--- Page excerpt ---

Centromere reference models for human chromosomes X and Y satellite arrays

TL;DR

This study presents the first linear assemblies of human centromeric satellite arrays on chromosomes X and Y, providing a foundation for understanding these complex, repetitive regions and their variation across populations.

Contribution

It offers the first linear reference models for human centromeric satellite arrays on X and Y chromosomes, enabling better analysis of these challenging genomic regions.

Findings

Assembled 3.83 Mb of centromeric DNA for X and Y chromosomes.

Identified two ancient satellite array variants across populations.

Evaluated sequence variation and mappability within centromeric arrays.

Abstract

The human genome remains incomplete, with multi-megabase sized gaps representing the endogenous centromeres and other heterochromatic regions. These regions are commonly enriched with long arrays of near-identical tandem repeats, known as satellite DNAs, that offer a limited number of variant sites to differentiate individual repeat copies across millions of bases. This substantial sequence homogeneity challenges available assembly strategies, and as a result, centromeric regions are omitted from ongoing genomic studies. To address this problem, we present a locally ordered assembly across two haploid human satellite arrays on chromosomes X and Y, resulting in an initial linear representation of 3.83 Mb of centromeric DNA within an individual genome. To further expand the utility of each centromeric reference sequence, we evaluate sites within the arrays for short-read mappability and chromosome specificity. As satellite DNAs evolve in a concerted manner, we use these centromeric assemblies to assess the extent of sequence variation among 372 individuals from distinct human populations. In doing so, we identify two ancient satellite array variants in both X and Y centromeres as determined by array length and sequence composition. This study provides an initial linear representation and comprehensive sequence characterization of a regional centromere and establishes a foundation to extend genomic characterization to these sites as well as to other repeat-rich regions within complex genomes.

--- Source information ---

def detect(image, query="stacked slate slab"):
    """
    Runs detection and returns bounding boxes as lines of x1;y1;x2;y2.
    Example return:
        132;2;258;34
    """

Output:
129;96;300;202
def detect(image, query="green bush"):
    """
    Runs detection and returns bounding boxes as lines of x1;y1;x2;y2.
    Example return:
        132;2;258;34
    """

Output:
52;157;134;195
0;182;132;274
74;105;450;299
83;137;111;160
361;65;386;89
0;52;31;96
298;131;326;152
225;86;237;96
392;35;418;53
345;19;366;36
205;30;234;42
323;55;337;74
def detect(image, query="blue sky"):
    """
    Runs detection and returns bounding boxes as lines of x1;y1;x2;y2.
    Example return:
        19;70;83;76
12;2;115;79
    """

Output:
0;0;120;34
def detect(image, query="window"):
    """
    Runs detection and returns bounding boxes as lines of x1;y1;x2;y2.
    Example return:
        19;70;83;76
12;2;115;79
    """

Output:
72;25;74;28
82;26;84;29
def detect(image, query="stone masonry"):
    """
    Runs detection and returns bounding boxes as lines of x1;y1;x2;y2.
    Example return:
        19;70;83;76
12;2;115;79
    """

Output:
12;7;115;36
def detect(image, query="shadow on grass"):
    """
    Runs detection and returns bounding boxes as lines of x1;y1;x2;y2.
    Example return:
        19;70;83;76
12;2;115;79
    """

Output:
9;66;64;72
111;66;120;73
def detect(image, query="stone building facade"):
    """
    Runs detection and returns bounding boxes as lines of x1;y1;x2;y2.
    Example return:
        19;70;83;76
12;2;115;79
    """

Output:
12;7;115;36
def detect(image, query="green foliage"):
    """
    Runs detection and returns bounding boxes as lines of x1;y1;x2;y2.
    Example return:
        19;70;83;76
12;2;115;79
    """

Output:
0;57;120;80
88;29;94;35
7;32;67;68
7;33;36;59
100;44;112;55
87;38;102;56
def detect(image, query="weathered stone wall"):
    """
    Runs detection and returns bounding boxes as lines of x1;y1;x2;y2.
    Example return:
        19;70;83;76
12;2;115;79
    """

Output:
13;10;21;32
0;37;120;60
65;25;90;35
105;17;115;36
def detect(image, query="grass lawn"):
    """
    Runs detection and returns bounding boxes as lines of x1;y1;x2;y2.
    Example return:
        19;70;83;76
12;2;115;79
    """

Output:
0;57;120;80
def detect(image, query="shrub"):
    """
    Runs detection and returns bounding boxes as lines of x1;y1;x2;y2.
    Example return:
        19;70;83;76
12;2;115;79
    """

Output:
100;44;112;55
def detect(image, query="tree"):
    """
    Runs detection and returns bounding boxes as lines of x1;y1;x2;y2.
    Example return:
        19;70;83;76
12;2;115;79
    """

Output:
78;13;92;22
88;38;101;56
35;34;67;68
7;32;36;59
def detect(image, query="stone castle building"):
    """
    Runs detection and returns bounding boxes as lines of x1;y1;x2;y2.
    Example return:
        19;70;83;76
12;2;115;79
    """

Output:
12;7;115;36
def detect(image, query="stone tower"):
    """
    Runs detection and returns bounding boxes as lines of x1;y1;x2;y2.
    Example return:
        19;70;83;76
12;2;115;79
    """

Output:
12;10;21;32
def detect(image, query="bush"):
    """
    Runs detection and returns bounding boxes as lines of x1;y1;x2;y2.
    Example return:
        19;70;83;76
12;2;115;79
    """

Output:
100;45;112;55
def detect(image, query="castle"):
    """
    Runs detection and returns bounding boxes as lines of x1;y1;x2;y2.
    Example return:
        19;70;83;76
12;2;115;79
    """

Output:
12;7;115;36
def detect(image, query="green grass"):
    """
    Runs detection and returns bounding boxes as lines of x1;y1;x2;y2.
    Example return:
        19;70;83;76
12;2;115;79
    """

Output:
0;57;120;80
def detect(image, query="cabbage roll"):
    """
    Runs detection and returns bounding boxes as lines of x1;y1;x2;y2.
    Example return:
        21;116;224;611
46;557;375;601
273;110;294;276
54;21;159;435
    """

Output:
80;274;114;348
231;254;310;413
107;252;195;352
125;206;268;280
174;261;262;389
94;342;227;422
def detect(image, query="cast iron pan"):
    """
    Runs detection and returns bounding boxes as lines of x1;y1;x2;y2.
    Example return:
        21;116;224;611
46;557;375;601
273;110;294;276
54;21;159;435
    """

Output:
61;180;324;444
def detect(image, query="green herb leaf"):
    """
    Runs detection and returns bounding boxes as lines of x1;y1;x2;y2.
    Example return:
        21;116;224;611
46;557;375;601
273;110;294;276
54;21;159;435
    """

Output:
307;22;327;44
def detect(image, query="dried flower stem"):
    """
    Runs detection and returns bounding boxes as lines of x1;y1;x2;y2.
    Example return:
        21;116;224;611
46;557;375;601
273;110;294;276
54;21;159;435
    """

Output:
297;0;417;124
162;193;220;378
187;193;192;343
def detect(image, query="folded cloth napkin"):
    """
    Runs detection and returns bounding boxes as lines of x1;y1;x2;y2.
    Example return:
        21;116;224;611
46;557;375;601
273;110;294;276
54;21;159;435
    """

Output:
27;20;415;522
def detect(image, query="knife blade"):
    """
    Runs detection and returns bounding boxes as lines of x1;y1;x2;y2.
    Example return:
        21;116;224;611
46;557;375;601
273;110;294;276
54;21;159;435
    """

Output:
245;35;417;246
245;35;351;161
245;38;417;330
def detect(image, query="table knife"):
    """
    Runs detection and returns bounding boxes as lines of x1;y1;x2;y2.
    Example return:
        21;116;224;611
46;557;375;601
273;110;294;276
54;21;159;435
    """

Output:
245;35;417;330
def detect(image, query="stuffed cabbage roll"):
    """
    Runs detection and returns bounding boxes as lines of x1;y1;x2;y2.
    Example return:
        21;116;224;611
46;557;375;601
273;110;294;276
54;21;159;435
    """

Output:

---

• How to complete this task
Retype the centromere text between "This study presents" and "within centromeric arrays.", inclusive. Work from the centromere text alone.

• Task response
This study presents the first linear assemblies of human centromeric satellite arrays on chromosomes X and Y, providing a foundation for understanding these complex, repetitive regions and their variation across populations.

Contribution

It offers the first linear reference models for human centromeric satellite arrays on X and Y chromosomes, enabling better analysis of these challenging genomic regions.

Findings

Assembled 3.83 Mb of centromeric DNA for X and Y chromosomes.

Identified two ancient satellite array variants across populations.

Evaluated sequence variation and mappability within centromeric arrays.